→ **Directions**: The records should be written out in full, with nothing altered.

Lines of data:
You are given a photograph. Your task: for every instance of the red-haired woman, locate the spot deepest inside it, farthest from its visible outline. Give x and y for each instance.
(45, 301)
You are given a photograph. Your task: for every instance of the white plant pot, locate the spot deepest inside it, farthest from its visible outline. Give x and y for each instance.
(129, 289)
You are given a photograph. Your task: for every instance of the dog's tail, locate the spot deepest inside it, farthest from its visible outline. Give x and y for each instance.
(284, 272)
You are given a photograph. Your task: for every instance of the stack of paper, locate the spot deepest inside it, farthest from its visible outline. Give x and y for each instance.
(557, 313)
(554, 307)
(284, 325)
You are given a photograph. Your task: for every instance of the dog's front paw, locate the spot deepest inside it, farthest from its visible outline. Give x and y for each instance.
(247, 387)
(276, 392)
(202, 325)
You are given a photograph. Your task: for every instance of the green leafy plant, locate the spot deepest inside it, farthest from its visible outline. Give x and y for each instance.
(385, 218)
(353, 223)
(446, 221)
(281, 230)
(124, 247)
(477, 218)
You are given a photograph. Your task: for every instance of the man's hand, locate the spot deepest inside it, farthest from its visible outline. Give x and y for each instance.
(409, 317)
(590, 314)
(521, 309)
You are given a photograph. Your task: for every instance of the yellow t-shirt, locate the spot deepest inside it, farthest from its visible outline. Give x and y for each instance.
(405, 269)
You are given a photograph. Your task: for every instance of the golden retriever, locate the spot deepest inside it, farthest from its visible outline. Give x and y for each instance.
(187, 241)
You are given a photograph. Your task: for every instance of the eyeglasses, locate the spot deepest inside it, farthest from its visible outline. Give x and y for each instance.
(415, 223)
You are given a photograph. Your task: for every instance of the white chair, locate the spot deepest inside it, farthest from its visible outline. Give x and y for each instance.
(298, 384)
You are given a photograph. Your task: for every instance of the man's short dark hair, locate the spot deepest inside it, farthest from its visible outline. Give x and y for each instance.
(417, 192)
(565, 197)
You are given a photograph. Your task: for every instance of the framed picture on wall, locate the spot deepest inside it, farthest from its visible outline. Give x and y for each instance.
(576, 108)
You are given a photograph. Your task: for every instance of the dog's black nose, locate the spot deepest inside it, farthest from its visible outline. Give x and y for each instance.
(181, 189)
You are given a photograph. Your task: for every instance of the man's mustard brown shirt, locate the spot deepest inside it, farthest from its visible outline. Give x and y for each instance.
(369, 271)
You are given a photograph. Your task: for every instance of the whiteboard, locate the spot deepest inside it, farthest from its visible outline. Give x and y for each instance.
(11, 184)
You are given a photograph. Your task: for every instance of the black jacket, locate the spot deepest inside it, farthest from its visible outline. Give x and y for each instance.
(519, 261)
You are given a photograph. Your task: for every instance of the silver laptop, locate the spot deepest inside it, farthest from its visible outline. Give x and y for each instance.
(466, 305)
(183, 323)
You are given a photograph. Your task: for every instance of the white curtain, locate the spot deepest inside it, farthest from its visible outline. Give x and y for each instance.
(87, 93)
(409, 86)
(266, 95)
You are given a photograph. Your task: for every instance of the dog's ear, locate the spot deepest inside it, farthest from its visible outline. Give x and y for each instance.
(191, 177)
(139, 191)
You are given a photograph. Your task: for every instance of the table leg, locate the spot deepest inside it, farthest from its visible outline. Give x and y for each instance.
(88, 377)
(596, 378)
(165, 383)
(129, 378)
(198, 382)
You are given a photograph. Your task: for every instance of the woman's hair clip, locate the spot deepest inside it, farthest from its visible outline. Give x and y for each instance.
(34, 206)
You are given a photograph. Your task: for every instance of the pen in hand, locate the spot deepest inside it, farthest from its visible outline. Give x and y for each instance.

→ **Exercise solution**:
You are given a photograph. Your task: for every instance of the red-haired woman, locate the spot deepest inside it, farthest from its visible outline. Give x and y for each instance.
(45, 301)
You are given a photograph. Your task: for every instance of the white plant pot, locate the spot deepest inside it, farthest from its visible outline. Give x and y for each instance.
(129, 289)
You are given a photograph. Your task: for every instance of the dog's tail, locate the spot deepest inside it, farthest from its visible outline. Give x and y for each instance.
(284, 272)
You are given a photograph. Your task: for every instance of the stack of paper, locate the spot deepest inside it, farthest from its visible outline. Give x and y for each instance.
(557, 313)
(554, 307)
(284, 325)
You are given a photograph. Your task: for every instance of the dog's front paw, locate the spot deepest inside it, farthest from its visible outline. Give x and y for each instance.
(247, 387)
(276, 392)
(202, 325)
You are given a photograph. Your task: for every instance of the green leafy plant, locate the spot deepest inside it, farthest from its visible outline. Give x and y for each instance.
(385, 218)
(353, 223)
(446, 221)
(281, 230)
(124, 247)
(477, 218)
You are given a photograph. Your task: for every instance of the man's hand, locate the spot deepest inside it, farthest from its visible outline. Give x and y for each instance.
(409, 317)
(590, 314)
(521, 309)
You are given a photograph. Your task: for every instance of the yellow t-shirt, locate the spot deepest inside it, farthest from its visible outline. Give x and y for each instance.
(405, 269)
You are given a photograph. Your task: for every instance of the golden retriever, locate the spot deepest inside it, farthest from its visible outline. Give x and y for each instance.
(187, 241)
You are given a photograph. Your task: for every instance of the eyeglasses, locate the spot deepest inside it, farthest from its visible outline. Give x and y for each instance.
(415, 223)
You are given a photograph. Your task: for every instance of the white chair, locate the spot deepest inside it, farthest from its visible outline. Give x and y for each instance.
(298, 384)
You are given a photograph. Your task: for every instance of the man's short dark hair, locate the spot deepest inside it, farthest from its visible outline. Give x and y for each instance.
(417, 192)
(565, 197)
You are given a photograph. Your task: for every instance of the framed picture on wall, locate the spot deepest inside it, farthest from its visible outline. Give x and y for each instance.
(576, 108)
You are given a photograph. Your task: for every instance of the dog's black nose, locate the spot deepest inside it, farthest from its visible outline. Give x and y for each instance.
(181, 189)
You are given a photograph. Your task: for every instance of the man's mustard brown shirt, locate the spot deepest inside it, farthest from its visible outline. Give x and y for each instance.
(369, 271)
You are given a photograph. Your task: for every instance of the whiteboard, locate the spot deepest inside it, farthest from its visible outline. Give x and y for each instance.
(11, 184)
You are given a photograph. Your task: for every instance of the black jacket, locate the spot deepest inside it, farthest from its visible outline. Give x and y for each instance.
(519, 261)
You are given a photograph. Your task: for every instance of the silver laptop, locate the spot deepest inside it, farthest from its visible outline. Give x and y for each instance.
(466, 305)
(183, 323)
You are given a photograph. Your task: for every instance of the white curtain, locate the spot deepest inside it, farthest from its visible outline. Give x and y for each instance.
(87, 93)
(409, 86)
(266, 95)
You are given a photograph. Your task: for every instance of the dog's ear, locate the spot deepest inside it, farthest from its visible outline. Give x and y for each instance.
(191, 177)
(139, 191)
You are given a photograph. Your task: for every instance of the table leg, locate the spot deepest inside it, farthest from its visible outline. Give x and y for each instance.
(88, 377)
(596, 378)
(165, 383)
(129, 378)
(198, 382)
You are given a photograph. Your task: for every instance of the woman's hair clip, locate the spot deepest inside it, farthest from its visible outline. Give x and y for each instance.
(34, 206)
You are given a photograph. Your task: for every instance of the pen in hand, locate the spot deepest inside it, farthest from its visible outline. Give x and y for each instance.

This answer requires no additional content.